§ **Excerpt to read**:
Tuberculosis (TB) is a contagious bacterial infection that most frequently affects the lungs. In addition, TB involves other areas of the body, such as the lymph nodes, genitourinary tract, bones, joints, the membranes covering the brain (meninges), and the membranes covering the digestive organs (peritoneum).
Transmission of TB usually occurs as a result of prolonged contact with an infected person. Most people who are exposed to TB do not develop an active infection. Older people and those with HIV or cancer are more likely to develop an active infection. People with a history of TB exposure have about a 10% lifetime risk of developing the active disease. People with HIV and a history of TB exposure have about a 10% yearly risk of developing the active disease.
Tuberculosis infection can be either active or latent. Tuberculosis can exist as a latent infection, usually in the lungs. If you have a latent infection, you will not feel ill, and in most cases will not be contagious to others. If your immune system becomes compromised, the latent infection may become active, and you will feel ill and become contagious.

§ **Data records**:
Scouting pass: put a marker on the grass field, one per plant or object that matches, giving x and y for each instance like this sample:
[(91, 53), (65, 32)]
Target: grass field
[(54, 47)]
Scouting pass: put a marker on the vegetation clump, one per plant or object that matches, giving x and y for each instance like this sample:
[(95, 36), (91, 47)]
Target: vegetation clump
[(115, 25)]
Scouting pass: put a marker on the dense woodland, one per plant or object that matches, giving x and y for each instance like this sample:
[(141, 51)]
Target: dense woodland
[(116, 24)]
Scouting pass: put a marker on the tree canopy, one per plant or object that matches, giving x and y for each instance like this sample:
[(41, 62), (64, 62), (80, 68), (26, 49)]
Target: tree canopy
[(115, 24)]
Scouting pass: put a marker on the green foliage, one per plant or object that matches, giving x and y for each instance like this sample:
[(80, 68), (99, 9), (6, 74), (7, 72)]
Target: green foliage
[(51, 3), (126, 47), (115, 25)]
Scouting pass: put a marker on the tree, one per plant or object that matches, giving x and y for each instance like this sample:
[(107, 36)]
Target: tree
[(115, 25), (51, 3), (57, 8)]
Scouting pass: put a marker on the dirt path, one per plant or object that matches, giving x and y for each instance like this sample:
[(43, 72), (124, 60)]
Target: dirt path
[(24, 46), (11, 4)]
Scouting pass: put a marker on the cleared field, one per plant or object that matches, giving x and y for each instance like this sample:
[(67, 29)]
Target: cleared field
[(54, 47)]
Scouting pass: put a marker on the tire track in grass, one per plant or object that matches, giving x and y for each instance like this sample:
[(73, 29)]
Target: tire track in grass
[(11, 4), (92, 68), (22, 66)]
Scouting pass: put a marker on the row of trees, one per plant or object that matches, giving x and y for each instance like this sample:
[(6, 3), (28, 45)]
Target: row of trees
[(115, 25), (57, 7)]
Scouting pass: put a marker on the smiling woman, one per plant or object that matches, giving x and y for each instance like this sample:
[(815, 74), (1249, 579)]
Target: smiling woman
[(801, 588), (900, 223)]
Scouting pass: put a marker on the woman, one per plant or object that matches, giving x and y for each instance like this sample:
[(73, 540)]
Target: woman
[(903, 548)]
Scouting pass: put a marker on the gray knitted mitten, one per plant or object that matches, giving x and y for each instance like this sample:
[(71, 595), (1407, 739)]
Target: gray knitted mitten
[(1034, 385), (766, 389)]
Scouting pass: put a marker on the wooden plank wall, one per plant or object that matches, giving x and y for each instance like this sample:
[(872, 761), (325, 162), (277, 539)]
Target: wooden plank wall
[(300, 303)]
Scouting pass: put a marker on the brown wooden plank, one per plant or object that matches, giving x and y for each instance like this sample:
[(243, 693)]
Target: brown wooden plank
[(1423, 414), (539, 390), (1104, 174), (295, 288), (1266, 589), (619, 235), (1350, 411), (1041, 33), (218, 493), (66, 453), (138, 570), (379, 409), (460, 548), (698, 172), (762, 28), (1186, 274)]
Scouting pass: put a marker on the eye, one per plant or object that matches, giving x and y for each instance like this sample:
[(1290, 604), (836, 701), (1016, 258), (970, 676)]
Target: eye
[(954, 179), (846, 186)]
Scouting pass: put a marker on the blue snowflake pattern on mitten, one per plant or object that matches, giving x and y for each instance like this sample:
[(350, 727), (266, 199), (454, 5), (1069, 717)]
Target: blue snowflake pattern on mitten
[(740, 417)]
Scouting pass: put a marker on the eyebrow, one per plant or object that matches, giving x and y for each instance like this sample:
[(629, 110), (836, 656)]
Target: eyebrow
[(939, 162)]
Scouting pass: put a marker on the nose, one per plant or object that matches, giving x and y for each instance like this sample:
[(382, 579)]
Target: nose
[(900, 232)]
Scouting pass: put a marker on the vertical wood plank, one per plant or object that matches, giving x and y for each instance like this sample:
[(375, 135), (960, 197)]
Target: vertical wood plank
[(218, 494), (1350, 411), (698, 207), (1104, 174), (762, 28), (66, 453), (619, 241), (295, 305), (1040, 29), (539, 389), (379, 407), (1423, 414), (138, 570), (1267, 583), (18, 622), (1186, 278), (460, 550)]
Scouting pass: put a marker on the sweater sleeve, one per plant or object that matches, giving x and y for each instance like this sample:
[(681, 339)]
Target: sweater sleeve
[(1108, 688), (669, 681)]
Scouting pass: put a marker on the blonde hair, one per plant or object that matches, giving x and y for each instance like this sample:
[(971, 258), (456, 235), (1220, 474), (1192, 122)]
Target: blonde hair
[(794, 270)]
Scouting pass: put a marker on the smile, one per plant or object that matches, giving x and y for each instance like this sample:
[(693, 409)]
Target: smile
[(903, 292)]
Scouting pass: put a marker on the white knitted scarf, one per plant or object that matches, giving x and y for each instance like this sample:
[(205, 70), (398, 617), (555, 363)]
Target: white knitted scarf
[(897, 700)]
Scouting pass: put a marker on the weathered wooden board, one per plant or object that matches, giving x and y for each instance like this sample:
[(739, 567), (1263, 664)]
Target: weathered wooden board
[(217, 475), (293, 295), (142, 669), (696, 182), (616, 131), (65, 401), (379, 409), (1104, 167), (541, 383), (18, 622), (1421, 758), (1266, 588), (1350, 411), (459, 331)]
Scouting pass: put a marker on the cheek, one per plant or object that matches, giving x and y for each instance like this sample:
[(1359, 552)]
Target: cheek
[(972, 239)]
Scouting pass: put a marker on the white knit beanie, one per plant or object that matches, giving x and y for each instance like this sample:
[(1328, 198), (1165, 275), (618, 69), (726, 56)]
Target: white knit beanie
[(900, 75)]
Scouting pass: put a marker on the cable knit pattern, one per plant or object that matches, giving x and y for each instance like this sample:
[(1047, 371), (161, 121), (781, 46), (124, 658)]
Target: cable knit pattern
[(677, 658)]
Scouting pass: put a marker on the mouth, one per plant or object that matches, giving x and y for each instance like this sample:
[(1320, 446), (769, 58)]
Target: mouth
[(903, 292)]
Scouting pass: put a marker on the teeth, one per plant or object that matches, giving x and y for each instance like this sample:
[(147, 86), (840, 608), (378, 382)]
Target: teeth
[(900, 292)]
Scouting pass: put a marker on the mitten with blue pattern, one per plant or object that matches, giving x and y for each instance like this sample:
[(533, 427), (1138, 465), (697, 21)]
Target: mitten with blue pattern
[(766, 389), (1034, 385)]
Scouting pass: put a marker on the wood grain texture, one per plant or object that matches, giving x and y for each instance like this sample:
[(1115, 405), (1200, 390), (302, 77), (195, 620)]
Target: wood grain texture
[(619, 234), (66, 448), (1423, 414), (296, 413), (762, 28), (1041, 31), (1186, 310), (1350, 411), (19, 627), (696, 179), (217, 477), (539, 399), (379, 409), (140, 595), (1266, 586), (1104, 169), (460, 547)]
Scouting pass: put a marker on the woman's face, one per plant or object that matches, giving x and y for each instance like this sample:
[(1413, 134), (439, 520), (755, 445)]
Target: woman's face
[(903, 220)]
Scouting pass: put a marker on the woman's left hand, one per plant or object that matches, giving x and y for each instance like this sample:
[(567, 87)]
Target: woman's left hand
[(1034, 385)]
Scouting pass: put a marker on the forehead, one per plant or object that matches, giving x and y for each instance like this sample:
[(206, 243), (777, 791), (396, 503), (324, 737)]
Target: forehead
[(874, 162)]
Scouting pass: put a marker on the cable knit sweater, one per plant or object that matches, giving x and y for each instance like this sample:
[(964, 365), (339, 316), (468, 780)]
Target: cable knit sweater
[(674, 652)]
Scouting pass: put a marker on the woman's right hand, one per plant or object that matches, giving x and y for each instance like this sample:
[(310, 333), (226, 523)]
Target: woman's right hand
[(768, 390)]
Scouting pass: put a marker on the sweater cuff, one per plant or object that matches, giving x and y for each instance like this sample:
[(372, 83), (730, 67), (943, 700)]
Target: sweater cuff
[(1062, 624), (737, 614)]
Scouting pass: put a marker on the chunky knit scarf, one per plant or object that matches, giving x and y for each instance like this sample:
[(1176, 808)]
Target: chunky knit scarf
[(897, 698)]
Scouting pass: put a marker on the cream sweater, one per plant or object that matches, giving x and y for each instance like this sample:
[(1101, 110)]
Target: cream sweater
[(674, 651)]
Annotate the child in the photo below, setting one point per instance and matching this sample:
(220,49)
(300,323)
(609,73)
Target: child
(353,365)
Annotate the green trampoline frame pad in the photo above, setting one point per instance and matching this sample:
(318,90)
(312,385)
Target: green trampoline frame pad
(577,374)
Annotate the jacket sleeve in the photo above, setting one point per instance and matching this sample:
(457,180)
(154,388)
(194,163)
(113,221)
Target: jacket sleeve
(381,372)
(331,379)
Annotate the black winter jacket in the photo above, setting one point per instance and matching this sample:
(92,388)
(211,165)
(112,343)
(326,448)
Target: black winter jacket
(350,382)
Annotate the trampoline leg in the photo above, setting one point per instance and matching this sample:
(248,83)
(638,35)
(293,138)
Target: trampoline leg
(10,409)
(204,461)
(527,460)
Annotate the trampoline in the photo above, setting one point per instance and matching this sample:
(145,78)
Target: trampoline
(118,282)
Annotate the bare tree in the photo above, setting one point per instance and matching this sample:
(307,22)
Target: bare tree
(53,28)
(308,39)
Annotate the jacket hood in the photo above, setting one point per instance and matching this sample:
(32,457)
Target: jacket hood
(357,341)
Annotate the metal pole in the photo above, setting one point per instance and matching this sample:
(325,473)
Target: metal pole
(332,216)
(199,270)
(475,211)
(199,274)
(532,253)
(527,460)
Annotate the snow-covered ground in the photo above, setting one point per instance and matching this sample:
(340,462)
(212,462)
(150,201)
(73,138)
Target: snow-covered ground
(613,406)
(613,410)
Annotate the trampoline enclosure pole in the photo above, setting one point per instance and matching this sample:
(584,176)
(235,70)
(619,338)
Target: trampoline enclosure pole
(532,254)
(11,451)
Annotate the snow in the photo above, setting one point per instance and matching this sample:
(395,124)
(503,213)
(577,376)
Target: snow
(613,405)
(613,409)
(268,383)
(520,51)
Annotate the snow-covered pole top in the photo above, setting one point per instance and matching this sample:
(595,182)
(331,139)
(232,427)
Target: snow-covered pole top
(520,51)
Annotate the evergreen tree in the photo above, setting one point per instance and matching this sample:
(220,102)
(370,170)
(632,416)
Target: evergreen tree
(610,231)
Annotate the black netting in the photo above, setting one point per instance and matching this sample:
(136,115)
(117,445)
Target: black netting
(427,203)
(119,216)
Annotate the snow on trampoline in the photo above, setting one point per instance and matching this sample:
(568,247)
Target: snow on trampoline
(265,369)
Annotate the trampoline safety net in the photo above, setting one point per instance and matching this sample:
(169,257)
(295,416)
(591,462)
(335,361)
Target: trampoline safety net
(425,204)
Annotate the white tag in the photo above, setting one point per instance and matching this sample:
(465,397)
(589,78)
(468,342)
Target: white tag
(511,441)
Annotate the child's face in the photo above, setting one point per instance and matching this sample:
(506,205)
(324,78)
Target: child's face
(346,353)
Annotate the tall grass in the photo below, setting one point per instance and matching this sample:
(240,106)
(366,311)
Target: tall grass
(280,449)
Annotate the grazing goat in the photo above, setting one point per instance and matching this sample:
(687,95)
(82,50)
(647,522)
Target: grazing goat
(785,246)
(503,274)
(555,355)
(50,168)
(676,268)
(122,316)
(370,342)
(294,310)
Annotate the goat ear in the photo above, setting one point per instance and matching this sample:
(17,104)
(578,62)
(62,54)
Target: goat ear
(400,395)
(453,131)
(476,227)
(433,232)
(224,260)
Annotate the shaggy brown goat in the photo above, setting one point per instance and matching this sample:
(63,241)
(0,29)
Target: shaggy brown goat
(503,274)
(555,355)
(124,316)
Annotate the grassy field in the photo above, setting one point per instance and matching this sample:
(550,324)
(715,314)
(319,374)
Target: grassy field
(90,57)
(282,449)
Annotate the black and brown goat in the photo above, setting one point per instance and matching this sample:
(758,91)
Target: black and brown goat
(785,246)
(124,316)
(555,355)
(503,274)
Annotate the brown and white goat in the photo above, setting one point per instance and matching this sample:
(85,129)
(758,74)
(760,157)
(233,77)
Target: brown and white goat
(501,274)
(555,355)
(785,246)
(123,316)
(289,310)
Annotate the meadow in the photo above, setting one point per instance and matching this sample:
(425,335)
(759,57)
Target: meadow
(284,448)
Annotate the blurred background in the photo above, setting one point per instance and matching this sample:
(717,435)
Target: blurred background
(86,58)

§ **Task to carry out**: Carry on with the tuberculosis passage after its final sentence. The material comes from a different source than the tuberculosis passage.

§ **Response**:
Tuberculosis is caused by airborne bacteria spread most commonly from person to person by inhaling contaminated droplets of coughs and sneezes. Mycobacterium tuberculosis is the bacterium that most commonly causes TB. Air becomes contaminated when a person with active tuberculosis coughs out the bacteria, which may then remain in the air for several hours. Once inhlaled by another person, the infection will usually gravitate towards the base of the lungs. There, the bacteria multiply slowly and spread to nearby lymph nodes (a sort of drainage system for the body). If the bacteria spread from the lymph nodes to the blood, the infection may then travel to other organs in the body.
Other closely related organisms, such as Mycobacterium bovis (transmitted in unpasturized milk in developing countries) and Mycobacterium africanum, can cause the disease; however, they are less common, especially in the United States. Casual, one-time exposure to TB bacteria rarely causes an infection. Rather, one must experience prolonged exposure to an individual with an active infection (for example, living with an infected family member, or working in close proximity to someone with an active infection) in order for transmission to occur.